* Extrait du texte *
* * * * * * * * *

Molière dans les collections sonores de la BnF
Cécile Sorel, « notre Célimène nationale »
Si une actrice de la Belle Epoque a marqué le rôle de Célimène par son interprétation, c’est bien Cécile Sorel. 339e sociétaire de la Comédie française, aussi connue en son temps que Sarah Bernhardt, l’élève de Maria Favart brille, par son caractère excentrique dans les emplois de « grande cocotte ». A la fois majestueuse, altière et coquette, elle a fait de Célimène son rôle fétiche, au point d’être régulièrement nommée dans la presse « notre Célimène nationale ».
Les Archives de la parole, fondées en 1911 par Ferdinand Brunot et Emile Pathé pour conserver la mémoire orale de l’époque, nous permettent aujourd’hui de l’entendre dans ce rôle qui était sa marque de fabrique.
►Cécile Sorel dans le Misanthrope
Cécile Sorel interprète ici la tirade de Célimène dans la scène 4 de l’acte III (Madame, j’ai beaucoup de grâces à vous rendre »). Célimène, figure mondaine rompue à l’art du persiflage, aimée du misanthrope Alceste, répond de manière cinglante à l’attaque de sa rivale Arsinoé. Dans cette tirade, qui constitue un portrait satirique et sans concession d’Arsinoé, le « grave extérieur » et la dévotion de cette dernière sont tournés en dérision dans un morceau de bravoure condamnant l’hypocrisie :
Dans tous les lieux dévots elle étale un grand zèle ;
mais elle met du blanc et veut paroître belle.
L’enregistrement réalisé par les Archives de la Parole permet d’apprécier le style plein d’éclat de Cécile Sorel, qui se manifeste dans sa diction précieuse et son ironie appuyée.
Suzanne Bing : Molière au théâtre du Vieux Colombier
En 1922, Jean Poirot, directeur des Archives de la parole ayant succédé à Ferdinand Brunot, enregistre Suzanne Bing dans une tirade du personnage d’Eliante, tirée du Misanthrope de Molière.
Plus on aime quelqu’un, moins il faut qu’on le flatte.
Suzanne Bing livre ici une interprétation pleine d’humour et d’esprit de la tirade d’Eliante, beau contrepoint à la Célimène railleuse de Cécile Sorel.
C’est ainsi qu’un amant dont l’ardeur est extrême,
Aime jusqu’aux défauts des personnes qu’il aime.
Léon Bernard : Cléante ou la vraie dévotion
354e sociétaire de la Comédie Française, Léon Bernard s’est illustré dans des registres variés, alternant rôles comiques et sérieux. Interprète de Monsieur Jourdain dans le Bourgeois Gentilhomme et du rôle-titre de Tartuffe, sa voix nous est connue grâce aux disques commercialisés dans les années 1930 par le label français Pathé. Plusieurs de ces disques, libres de droits, sont conservés à la Bibliothèque nationale de France et écoutables en ligne sur Gallica.
Ils ne censurent point toutes nos actions :
Ils trouvent trop d'orgueil dans ces corrections ;
Et laissant la fierté des paroles aux autres,
C'est par leurs actions qu'ils reprennent les nôtres.

* * * * * * * * *

* Données fournies *
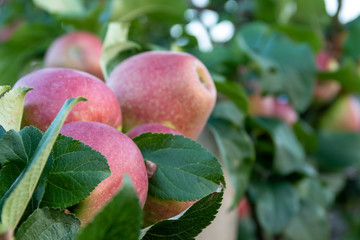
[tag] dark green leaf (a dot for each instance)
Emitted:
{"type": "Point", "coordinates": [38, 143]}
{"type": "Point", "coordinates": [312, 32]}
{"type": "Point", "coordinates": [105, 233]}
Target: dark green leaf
{"type": "Point", "coordinates": [75, 172]}
{"type": "Point", "coordinates": [234, 92]}
{"type": "Point", "coordinates": [311, 223]}
{"type": "Point", "coordinates": [311, 13]}
{"type": "Point", "coordinates": [46, 224]}
{"type": "Point", "coordinates": [351, 44]}
{"type": "Point", "coordinates": [276, 203]}
{"type": "Point", "coordinates": [16, 149]}
{"type": "Point", "coordinates": [186, 171]}
{"type": "Point", "coordinates": [15, 201]}
{"type": "Point", "coordinates": [303, 34]}
{"type": "Point", "coordinates": [312, 189]}
{"type": "Point", "coordinates": [286, 67]}
{"type": "Point", "coordinates": [289, 154]}
{"type": "Point", "coordinates": [338, 150]}
{"type": "Point", "coordinates": [121, 218]}
{"type": "Point", "coordinates": [306, 135]}
{"type": "Point", "coordinates": [347, 76]}
{"type": "Point", "coordinates": [236, 149]}
{"type": "Point", "coordinates": [188, 224]}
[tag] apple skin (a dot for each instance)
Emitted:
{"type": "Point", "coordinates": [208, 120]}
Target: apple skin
{"type": "Point", "coordinates": [343, 115]}
{"type": "Point", "coordinates": [157, 209]}
{"type": "Point", "coordinates": [272, 107]}
{"type": "Point", "coordinates": [123, 157]}
{"type": "Point", "coordinates": [52, 86]}
{"type": "Point", "coordinates": [162, 87]}
{"type": "Point", "coordinates": [77, 50]}
{"type": "Point", "coordinates": [324, 91]}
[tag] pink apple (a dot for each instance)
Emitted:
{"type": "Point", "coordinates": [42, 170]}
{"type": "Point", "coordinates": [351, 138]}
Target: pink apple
{"type": "Point", "coordinates": [169, 88]}
{"type": "Point", "coordinates": [157, 209]}
{"type": "Point", "coordinates": [52, 86]}
{"type": "Point", "coordinates": [78, 50]}
{"type": "Point", "coordinates": [123, 157]}
{"type": "Point", "coordinates": [343, 115]}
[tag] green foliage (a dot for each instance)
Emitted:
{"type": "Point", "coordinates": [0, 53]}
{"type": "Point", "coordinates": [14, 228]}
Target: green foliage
{"type": "Point", "coordinates": [45, 223]}
{"type": "Point", "coordinates": [188, 224]}
{"type": "Point", "coordinates": [281, 72]}
{"type": "Point", "coordinates": [179, 161]}
{"type": "Point", "coordinates": [121, 218]}
{"type": "Point", "coordinates": [235, 146]}
{"type": "Point", "coordinates": [15, 200]}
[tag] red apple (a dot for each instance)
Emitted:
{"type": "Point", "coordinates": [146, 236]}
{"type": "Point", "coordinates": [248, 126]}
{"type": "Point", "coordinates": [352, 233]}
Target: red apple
{"type": "Point", "coordinates": [123, 157]}
{"type": "Point", "coordinates": [343, 115]}
{"type": "Point", "coordinates": [78, 50]}
{"type": "Point", "coordinates": [157, 209]}
{"type": "Point", "coordinates": [326, 90]}
{"type": "Point", "coordinates": [52, 86]}
{"type": "Point", "coordinates": [169, 88]}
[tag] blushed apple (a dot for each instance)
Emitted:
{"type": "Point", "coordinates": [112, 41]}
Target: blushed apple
{"type": "Point", "coordinates": [52, 86]}
{"type": "Point", "coordinates": [343, 115]}
{"type": "Point", "coordinates": [169, 88]}
{"type": "Point", "coordinates": [157, 209]}
{"type": "Point", "coordinates": [123, 157]}
{"type": "Point", "coordinates": [77, 50]}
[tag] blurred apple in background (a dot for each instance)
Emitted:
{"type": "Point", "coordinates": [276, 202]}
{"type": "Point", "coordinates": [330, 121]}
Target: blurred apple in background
{"type": "Point", "coordinates": [168, 88]}
{"type": "Point", "coordinates": [52, 86]}
{"type": "Point", "coordinates": [77, 50]}
{"type": "Point", "coordinates": [157, 209]}
{"type": "Point", "coordinates": [343, 115]}
{"type": "Point", "coordinates": [326, 90]}
{"type": "Point", "coordinates": [123, 157]}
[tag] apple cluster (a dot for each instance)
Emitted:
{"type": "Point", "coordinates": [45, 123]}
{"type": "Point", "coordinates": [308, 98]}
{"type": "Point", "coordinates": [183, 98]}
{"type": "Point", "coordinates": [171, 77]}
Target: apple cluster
{"type": "Point", "coordinates": [158, 91]}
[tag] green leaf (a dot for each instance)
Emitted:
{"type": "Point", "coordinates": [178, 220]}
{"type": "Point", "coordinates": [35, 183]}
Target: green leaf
{"type": "Point", "coordinates": [286, 67]}
{"type": "Point", "coordinates": [48, 223]}
{"type": "Point", "coordinates": [311, 13]}
{"type": "Point", "coordinates": [121, 218]}
{"type": "Point", "coordinates": [16, 149]}
{"type": "Point", "coordinates": [20, 193]}
{"type": "Point", "coordinates": [351, 44]}
{"type": "Point", "coordinates": [4, 89]}
{"type": "Point", "coordinates": [311, 223]}
{"type": "Point", "coordinates": [275, 203]}
{"type": "Point", "coordinates": [346, 75]}
{"type": "Point", "coordinates": [236, 149]}
{"type": "Point", "coordinates": [12, 108]}
{"type": "Point", "coordinates": [234, 92]}
{"type": "Point", "coordinates": [29, 42]}
{"type": "Point", "coordinates": [76, 170]}
{"type": "Point", "coordinates": [188, 224]}
{"type": "Point", "coordinates": [115, 42]}
{"type": "Point", "coordinates": [338, 150]}
{"type": "Point", "coordinates": [125, 11]}
{"type": "Point", "coordinates": [303, 34]}
{"type": "Point", "coordinates": [312, 189]}
{"type": "Point", "coordinates": [289, 154]}
{"type": "Point", "coordinates": [61, 7]}
{"type": "Point", "coordinates": [186, 171]}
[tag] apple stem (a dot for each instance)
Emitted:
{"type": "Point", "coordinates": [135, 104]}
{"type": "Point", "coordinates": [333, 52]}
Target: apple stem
{"type": "Point", "coordinates": [151, 168]}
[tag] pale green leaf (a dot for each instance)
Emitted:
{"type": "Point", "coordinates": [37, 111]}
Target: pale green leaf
{"type": "Point", "coordinates": [114, 43]}
{"type": "Point", "coordinates": [20, 193]}
{"type": "Point", "coordinates": [12, 107]}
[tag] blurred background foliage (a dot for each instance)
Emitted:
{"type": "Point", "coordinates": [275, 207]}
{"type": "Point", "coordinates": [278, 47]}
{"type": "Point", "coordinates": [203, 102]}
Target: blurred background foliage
{"type": "Point", "coordinates": [287, 120]}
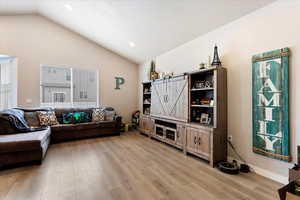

* * * * * * * * *

* Consignes de l'exercice *
1. Répondez à ces questions sur le texte consacré à Molière dans les collections sonores de la BnF.
(a) Par qui les Archives de la parole ont-elles été fondées en 1911 ?
(b) En quelle année Jean Poirot enregistre-t-il Suzanne Bing ?
(c) Quel label a commercialisé les disques de Léon Bernard dans les années 1930 ?
2. Prolongez le texte consacré à Molière dans les collections sonores de la BnF après sa dernière phrase.

* Réponses aux consignes *
1.
(a) Par Ferdinand Brunot et Emile Pathé.
(b) En 1922.
(c) Le label français Pathé.

2.
Louis Jouvet interprète d’Arnolphe dans l’Ecole des femmes
Outre les archives sonores et documents libres de droits, la Bibliothèque nationale de France conserve des documents sonores toujours protégés par le droit d’auteur. Certains de ces documents ont été numérisés et sont consultables par extraits sur Gallica, et dans leur intégralité sur les plateformes de streaming sous le label « BnF collections sonores ». Parmi ces enregistrements se trouvent de nombreuses pièces de Molière, captées dans leur intégralité et enregistrées sur microsillons dès la fin des années 1940. Deux extraits de scènes, l’un tirée de l’Ecole des femmes, le second du Bourgeois Gentilhomme sont disponibles à l’écoute librement sur « Les Essentiels BnF », site proposant des ressources culturelles et pédagogiques, accessible sur bnf.fr.
Engagé au théâtre du Vieux Colombier par Jacques Copeau en 1913, puis à la Comédie des Champs-Elysées, avant de devenir directeur du théâtre de l’Athénée à partir de 1934, Louis Jouvet brille tout au long de sa carrière dans les pièces de Molière, qu’il interprète et met en scène. Un enregistrement commercialisé par le label Pathé nous permet d’entendre aujourd’hui son interprétation du rôle d’Arnolphe dans l’Ecole des femmes, captée lors d’une représentation au Colonial Theatre de Boston le 16 mars 1951.
Maquette de décor pour l'Ecole des femmes, par Christian Bérard, 1936,
fonds Louis Jouvet
Arletty face à Jacques Fabbri dans le Bourgeois Gentilhomme
En 1952, Georges Hacquard fonde la collection L’Encyclopédie sonore, chez l’éditeur Ducretet-Thomson-Hachette, afin d’enregistrer et de commercialiser de grands textes de la littérature sur microsillons. C’est dans cette collection que paraît en 1962 un enregistrement du Bourgeois Gentilhomme de Molière interprété par une distribution prestigieuse réunissant Jacques Fabbri, Arletty, Jean Poiret ou encore Michel Serrault.
►Extraits du Bourgeois gentilhomme,1962
L'enregistrement complet, issu de BnF collection sonore, est accessible sur les plateformes Deezer, Qobuz, et Youtube.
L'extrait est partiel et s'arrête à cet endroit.